LK: Yeah but still quite, quite well done, I think. And so it was placed over your head in the usual way? 

G: Yeah. 

LK: a girl would get a sash. And did you get flowers or anything else? Or was there any other kind of presentation? 

G: I think, I… Do you know, it’s only now that it’s been mentioned the idea of flowers, I think maybe I did get flowers? 

LK: (Inaudible) 

G: Yeah and I don’t think I held on to the flowers, like, brought them home or anything. But yeah, I think there was some flowers. 

LK: Okay. And so then I suppose what did the sash mean to you back then? Did you… you obviously kept it so it had some meaning for you? Maybe because… Well, you tell me. Why do you think? 


G: Well, I suppose, you know, it brings me right back to the start of my relationship with Colm. We’ve been together, you know, over 20 years at this stage and so it was the first night we met. I often think it’s funny that he didn’t… you know, I would have talked about this on occasion when we were going out at first but for some reason, he just never mentioned that I had come on to him that night. And he… so I suppose it brings me right back to that and it’s part of the reason why I kept it. I suppose, you know, I wouldn’t have been that confident, you know, as well, like in terms of how I looked and so on. And the fact that I did win, this was a bit of a confidence boost. And I suppose back then, you know, now it doesn’t have that significance for me in terms of, you know, needing that validation or anything. But yeah, I guess it was just I suppose I remember that was a fun time as well. And yeah, it just reminds me of that. I mean, this was actually kept in my parents’ house until just last Saturday and you know, I actually… in my apartment. I live in the city and it’s a small apartment and thankfully, my parents have like a big enough house that can accommodate a lot of my stuff and so every now and again, I’ll kind of… I’ll go back, and I’ll see stuff and I probably have thrown out some things over the years but then I’ve seen this in a box, taken a look at it, smiled, and decided to keep it. So, yeah. 

LK: Yeah, yeah. And why do you think you smile? Is it because it brings you back to happy times? Or that… or because of your relationship, or what? 

G: It’s probably a combination of both, like, both my relationship, you know, because it was the first night we met. And, yeah, they were fun times, I suppose, you know. You know, I went on to, I suppose what you would call… what we would have called the ‘gay scene’ in Dublin when I was too young for it because I was 17. So by the time I started going out with Colm, I was 19. But I suppose I remember having a great time around then, of course, that continued with Colm, I don’t want to suggest that all of a sudden, things stopped but yeah, it was just a great time and very liberating and kind of felt free. And I suppose they were different times in terms of, you know, the pubs and clubs back then as well, I suppose were, you know, I could be free, you know and then, you know, when you left that behind during the week, it… Yeah, I mean, they were a great refuge almost back then because I suppose society has changed quite a bit. So yeah, when you had these two different worlds, one where you could be totally free and then one where you had to be careful about, you know, almost hiding, you know, queerness, you know, when you’re in the outside world, I suppose this…yeah, this was… brings me back to that.

THE PROBLEM – Revise the interview passage from "LK: Yeah but" to "LK: (Inaudible)", replacing "flowers" with "bouquets".

(Excerpts from point annotation data)
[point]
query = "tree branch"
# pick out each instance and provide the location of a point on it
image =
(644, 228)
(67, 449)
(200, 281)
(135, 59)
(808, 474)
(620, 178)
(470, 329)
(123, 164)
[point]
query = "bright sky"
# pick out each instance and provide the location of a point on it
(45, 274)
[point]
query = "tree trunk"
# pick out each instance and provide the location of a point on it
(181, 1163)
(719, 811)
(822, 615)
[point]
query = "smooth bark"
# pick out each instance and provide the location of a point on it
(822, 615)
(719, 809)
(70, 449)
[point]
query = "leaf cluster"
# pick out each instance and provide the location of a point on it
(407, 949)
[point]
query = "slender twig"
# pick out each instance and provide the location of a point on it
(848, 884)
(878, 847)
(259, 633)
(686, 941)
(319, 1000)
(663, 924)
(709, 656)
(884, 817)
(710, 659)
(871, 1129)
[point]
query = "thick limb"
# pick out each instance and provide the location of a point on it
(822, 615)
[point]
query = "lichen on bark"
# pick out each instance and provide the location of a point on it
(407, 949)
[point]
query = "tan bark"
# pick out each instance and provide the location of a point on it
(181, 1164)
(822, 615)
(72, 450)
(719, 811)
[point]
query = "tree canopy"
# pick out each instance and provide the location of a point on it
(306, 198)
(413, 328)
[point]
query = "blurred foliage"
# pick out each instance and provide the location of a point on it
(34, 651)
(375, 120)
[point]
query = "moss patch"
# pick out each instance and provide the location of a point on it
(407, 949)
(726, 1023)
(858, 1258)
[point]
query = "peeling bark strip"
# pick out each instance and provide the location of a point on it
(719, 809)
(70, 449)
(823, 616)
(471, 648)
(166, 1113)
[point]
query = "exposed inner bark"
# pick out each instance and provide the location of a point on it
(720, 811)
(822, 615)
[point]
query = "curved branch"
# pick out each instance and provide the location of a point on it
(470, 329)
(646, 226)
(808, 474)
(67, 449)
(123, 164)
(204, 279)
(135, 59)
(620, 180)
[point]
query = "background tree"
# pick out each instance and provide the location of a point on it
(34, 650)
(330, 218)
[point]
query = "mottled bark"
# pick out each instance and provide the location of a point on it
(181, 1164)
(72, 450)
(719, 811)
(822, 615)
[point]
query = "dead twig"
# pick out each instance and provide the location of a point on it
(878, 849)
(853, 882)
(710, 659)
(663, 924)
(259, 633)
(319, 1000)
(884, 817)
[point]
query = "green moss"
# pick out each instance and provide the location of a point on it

CORRECT RESULT –
LK: Yeah but still quite, quite well done, I think. And so it was placed over your head in the usual way? 

G: Yeah. 

LK: a girl would get a sash. And did you get bouquets or anything else? Or was there any other kind of presentation? 

G: I think, I… Do you know, it’s only now that it’s been mentioned the idea of bouquets, I think maybe I did get bouquets? 

LK: (Inaudible)